*** Dataset records ***
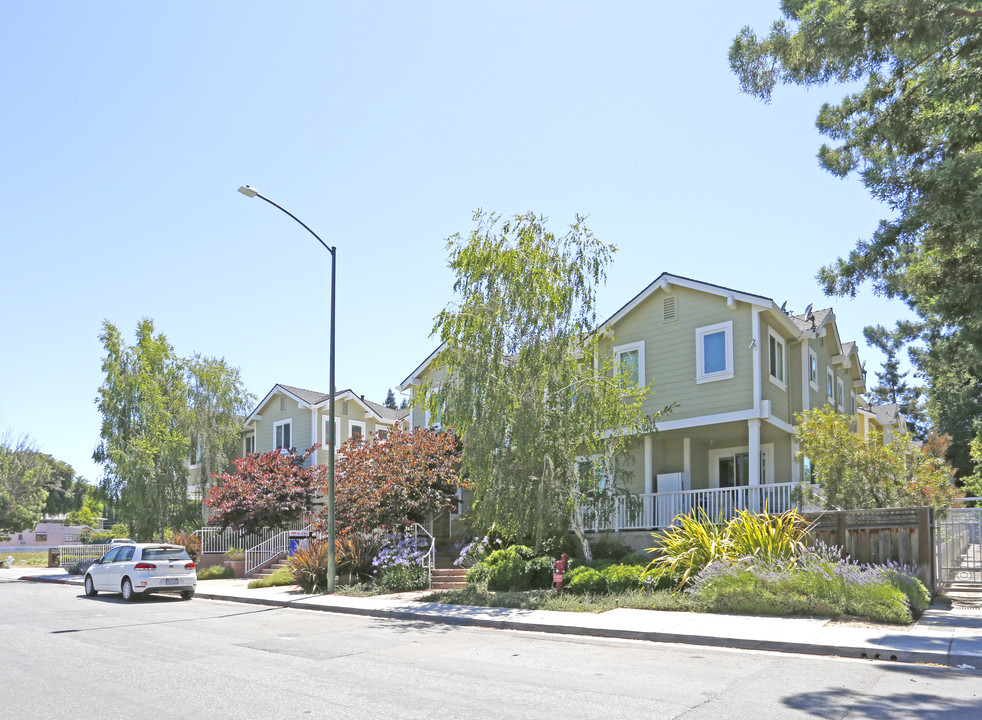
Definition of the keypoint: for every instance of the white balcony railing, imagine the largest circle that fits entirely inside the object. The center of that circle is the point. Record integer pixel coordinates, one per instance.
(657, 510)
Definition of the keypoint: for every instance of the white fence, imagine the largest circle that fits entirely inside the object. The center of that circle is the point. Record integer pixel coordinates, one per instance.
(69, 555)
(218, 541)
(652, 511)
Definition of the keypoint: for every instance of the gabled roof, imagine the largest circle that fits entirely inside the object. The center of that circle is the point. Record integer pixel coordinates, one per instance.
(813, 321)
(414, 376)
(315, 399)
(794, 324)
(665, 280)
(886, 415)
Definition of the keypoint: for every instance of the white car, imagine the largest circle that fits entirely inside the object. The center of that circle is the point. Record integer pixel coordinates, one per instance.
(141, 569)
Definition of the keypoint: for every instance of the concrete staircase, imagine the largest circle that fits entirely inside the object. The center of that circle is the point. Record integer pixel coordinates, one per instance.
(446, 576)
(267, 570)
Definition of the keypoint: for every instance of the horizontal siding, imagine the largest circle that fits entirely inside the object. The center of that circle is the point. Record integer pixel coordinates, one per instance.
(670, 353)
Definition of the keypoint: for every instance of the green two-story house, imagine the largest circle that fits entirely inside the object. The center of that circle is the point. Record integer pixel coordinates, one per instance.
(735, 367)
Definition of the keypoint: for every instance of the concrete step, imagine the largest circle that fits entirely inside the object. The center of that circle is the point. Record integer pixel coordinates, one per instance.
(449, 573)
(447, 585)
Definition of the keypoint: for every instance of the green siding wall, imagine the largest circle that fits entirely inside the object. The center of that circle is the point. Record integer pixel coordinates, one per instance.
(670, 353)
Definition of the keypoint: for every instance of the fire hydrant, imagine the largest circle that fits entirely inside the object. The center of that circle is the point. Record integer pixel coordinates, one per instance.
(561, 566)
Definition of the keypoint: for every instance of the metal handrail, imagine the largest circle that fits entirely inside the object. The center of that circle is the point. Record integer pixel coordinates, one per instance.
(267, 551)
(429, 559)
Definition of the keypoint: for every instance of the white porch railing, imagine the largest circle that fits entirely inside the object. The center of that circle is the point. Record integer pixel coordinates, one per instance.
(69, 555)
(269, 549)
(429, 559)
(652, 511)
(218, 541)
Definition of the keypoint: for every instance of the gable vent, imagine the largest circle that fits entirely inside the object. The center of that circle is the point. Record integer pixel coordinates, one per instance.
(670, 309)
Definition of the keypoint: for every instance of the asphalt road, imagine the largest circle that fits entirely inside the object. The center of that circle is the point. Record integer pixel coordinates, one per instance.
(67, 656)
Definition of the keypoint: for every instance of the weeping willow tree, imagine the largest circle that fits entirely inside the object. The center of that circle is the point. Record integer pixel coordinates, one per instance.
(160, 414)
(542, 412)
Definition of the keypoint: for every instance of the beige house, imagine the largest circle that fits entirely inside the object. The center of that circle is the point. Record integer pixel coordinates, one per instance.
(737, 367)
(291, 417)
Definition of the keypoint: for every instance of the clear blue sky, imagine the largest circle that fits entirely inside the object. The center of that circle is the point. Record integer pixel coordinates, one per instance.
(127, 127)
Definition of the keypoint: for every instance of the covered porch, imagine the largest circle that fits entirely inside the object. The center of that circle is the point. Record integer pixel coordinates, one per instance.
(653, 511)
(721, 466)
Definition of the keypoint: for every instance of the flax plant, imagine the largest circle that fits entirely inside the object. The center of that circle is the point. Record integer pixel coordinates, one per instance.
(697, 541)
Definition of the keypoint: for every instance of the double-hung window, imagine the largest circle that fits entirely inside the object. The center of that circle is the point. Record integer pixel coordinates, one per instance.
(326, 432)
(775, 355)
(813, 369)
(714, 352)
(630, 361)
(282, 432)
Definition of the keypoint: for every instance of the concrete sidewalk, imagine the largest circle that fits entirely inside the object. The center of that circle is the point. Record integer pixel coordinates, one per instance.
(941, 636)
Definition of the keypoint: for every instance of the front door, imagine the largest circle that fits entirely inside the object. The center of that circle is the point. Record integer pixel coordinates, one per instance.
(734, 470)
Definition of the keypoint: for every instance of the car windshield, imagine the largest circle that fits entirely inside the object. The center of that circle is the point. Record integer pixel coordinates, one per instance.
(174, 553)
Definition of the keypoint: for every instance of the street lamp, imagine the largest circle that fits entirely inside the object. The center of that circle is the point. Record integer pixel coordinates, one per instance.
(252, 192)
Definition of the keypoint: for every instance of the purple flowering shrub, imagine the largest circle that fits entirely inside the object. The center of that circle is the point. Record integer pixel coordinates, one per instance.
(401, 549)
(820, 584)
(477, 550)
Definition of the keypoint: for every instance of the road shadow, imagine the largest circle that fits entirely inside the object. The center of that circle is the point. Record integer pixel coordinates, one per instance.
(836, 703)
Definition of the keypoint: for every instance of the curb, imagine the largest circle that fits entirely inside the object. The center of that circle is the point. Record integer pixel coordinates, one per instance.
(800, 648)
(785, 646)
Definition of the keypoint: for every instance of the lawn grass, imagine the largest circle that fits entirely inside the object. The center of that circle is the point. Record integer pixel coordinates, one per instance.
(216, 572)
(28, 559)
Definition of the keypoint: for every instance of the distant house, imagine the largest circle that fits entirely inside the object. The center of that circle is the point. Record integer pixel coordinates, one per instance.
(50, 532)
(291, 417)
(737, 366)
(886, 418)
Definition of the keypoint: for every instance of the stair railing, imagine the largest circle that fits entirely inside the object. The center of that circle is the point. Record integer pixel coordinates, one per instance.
***
▶ [What the task requires] The records above must be echoed exactly, minus their pictures.

▶ [Problem solution]
Definition of the keypoint: for every instance of the white balcony railing, imagine the largest circle that fits entirely inside the object. The center of that circle is the point. Record integer pixel coordinates, one per instance.
(657, 510)
Definition of the keypoint: for every instance of the white fence, imagine the largest circle that fits entirely inside the object. The center of that circle is the point. Record integer pixel coordinates, one per instance.
(69, 555)
(218, 541)
(652, 511)
Definition of the keypoint: for every instance of the gabled roof, imagine the largest circle that fits entirely inside the object. The center of that circle is the point. Record integer pixel coordinates, one per instance.
(813, 321)
(414, 376)
(315, 399)
(794, 324)
(665, 280)
(886, 415)
Definition of the keypoint: for every instance of the white car, imagine the largest circle that fits entirely inside the object. The center of that circle is the point. Record integer pixel coordinates, one per instance.
(141, 569)
Definition of the keypoint: for every instance of the concrete staircase, imagine the largest circle that fits entirely inside the object. The center of that circle is the point. Record integer pixel coordinates, one per instance.
(446, 576)
(267, 570)
Definition of the keypoint: for every instance of the horizontal siding, imagine the largest circle that fits entirely inside the object. The center of that circle is the point. Record integer pixel coordinates, one per instance.
(670, 353)
Definition of the keypoint: for every instance of the green two-story house, imagine the largest circle that fits entirely inside the object. The center of that circle is the point. Record integer pixel coordinates, one per instance.
(735, 367)
Definition of the keypoint: for every instance of the concrete step, imagine the largest circle that fits entirely inside the object. The center of that circle is the point. Record integer pixel coordinates, one per instance.
(449, 573)
(447, 585)
Definition of the keypoint: for every instance of the green siding wall, imagine the largest circle that fits entirely inside the object. The center of that circle is the point. Record integer pixel coordinates, one per instance.
(670, 353)
Definition of the keypoint: for every instance of the fire hydrant, imagine the largest circle that fits entirely inside the object. The center of that circle is the point. Record integer pixel coordinates, one per instance.
(561, 566)
Definition of the keypoint: for every instance of the metal handrail, imagine the largest circle that fits entirely inside the object. The center of that circle is the point. Record integer pixel coordinates, one per instance.
(267, 551)
(429, 559)
Definition of the keypoint: for every instance of the white porch railing, imagine the largest circle that fits entirely inside the object. The center of that circle is the point. Record integer pixel coordinates, one per instance.
(69, 555)
(269, 549)
(429, 559)
(652, 511)
(218, 541)
Definition of the keypoint: for every instance of the gable vent, imagine the largest circle that fits entirely inside the object. The center of that circle is the point. Record integer pixel coordinates, one per instance.
(670, 309)
Definition of the keypoint: for every instance of the asphalt road, imagine the largest circle that fits entirely inside the object. The center of that circle is the point. Record integer pixel coordinates, one per instance.
(67, 656)
Definition of the keypoint: for every instance of the weeping willow tree, imagine the largest circle that fits entirely inside the object. The center of that circle is the point. Record integer pixel coordinates, one per instance.
(160, 414)
(542, 412)
Definition of the keypoint: for every instance of the beige house, imagine the largest circle that fits entirely inside the object. The center of that circle is the point. Record integer pixel coordinates, one per instance.
(737, 367)
(291, 417)
Definition of the keypoint: for every instance of the clear blue sky, imagine the largest circle that fits entirely inside the object. The center of that circle is the point. Record integer pixel coordinates, one per instance.
(127, 127)
Definition of the keypoint: for every instance of the covered porch, imagine the largest circle that fits entirely inside the object. The center of that circle is the point. Record integer pixel coordinates, one per instance.
(653, 511)
(721, 466)
Definition of the keypoint: for every instance of the flax plant, imagine the largest circle that fits entirely inside the object. The center of that circle is the point. Record integer pixel coordinates, one per instance.
(697, 541)
Definition of the keypoint: for every instance of the double-hung window, imagine the largest circle that fits entirely inside the object. The center of that circle is the point. Record integer pixel coordinates, one per instance.
(326, 432)
(775, 355)
(813, 369)
(714, 352)
(630, 361)
(282, 432)
Definition of the keypoint: for every instance of the concrete sidewalk, imagine the largest circle that fits entirely inside the object. The center of that circle is the point. Record integer pixel coordinates, one per instance.
(941, 636)
Definition of the keypoint: for every instance of the front door, imagine the largest circle that fits entirely inside the object. The center of that circle is the point. Record integer pixel coordinates, one per instance.
(734, 470)
Definition of the keypoint: for every instance of the car windshield, imagine the largest circle that fits entirely inside the object. The center of that circle is the point. Record integer pixel coordinates, one per instance.
(174, 553)
Definition of the keypoint: for every instance of the street lamp, imagine the largest circle that fits entirely inside the object. The center of that circle is the point. Record integer pixel coordinates, one per instance.
(252, 192)
Definition of the keypoint: for every instance of the purple flowering shrub, imagine the largest circle that fits entirely inside the object. The center of that circle is the point. Record integer pixel coordinates, one per instance.
(401, 549)
(820, 584)
(477, 550)
Definition of the keypoint: for every instance of the road shadow, imagine the largest circle that fits entirely inside the object. The center of that circle is the point. Record integer pixel coordinates, one per instance.
(836, 703)
Definition of the keypoint: for every instance of the curb, imagine the largest circle that fits entirely inside the object. The center of that circle is the point. Record integer pixel coordinates, one per instance.
(800, 648)
(785, 646)
Definition of the keypoint: for every instance of the lawn grass, imagine the largest circle that fits entirely inside the object. The center of that circle is the point. Record integer pixel coordinates, one per instance.
(216, 572)
(28, 559)
Definition of the keypoint: for every instance of the distant house, imagine the largest circle that fits entirely inside the object. The center of that circle is the point. Record integer pixel coordinates, one per instance.
(50, 532)
(291, 417)
(737, 366)
(886, 418)
Definition of the keypoint: for every instance of the stair railing, imagine the largest circle that fits entirely inside the object. The center of that circle is the point. Record integer pixel coordinates, one per instance.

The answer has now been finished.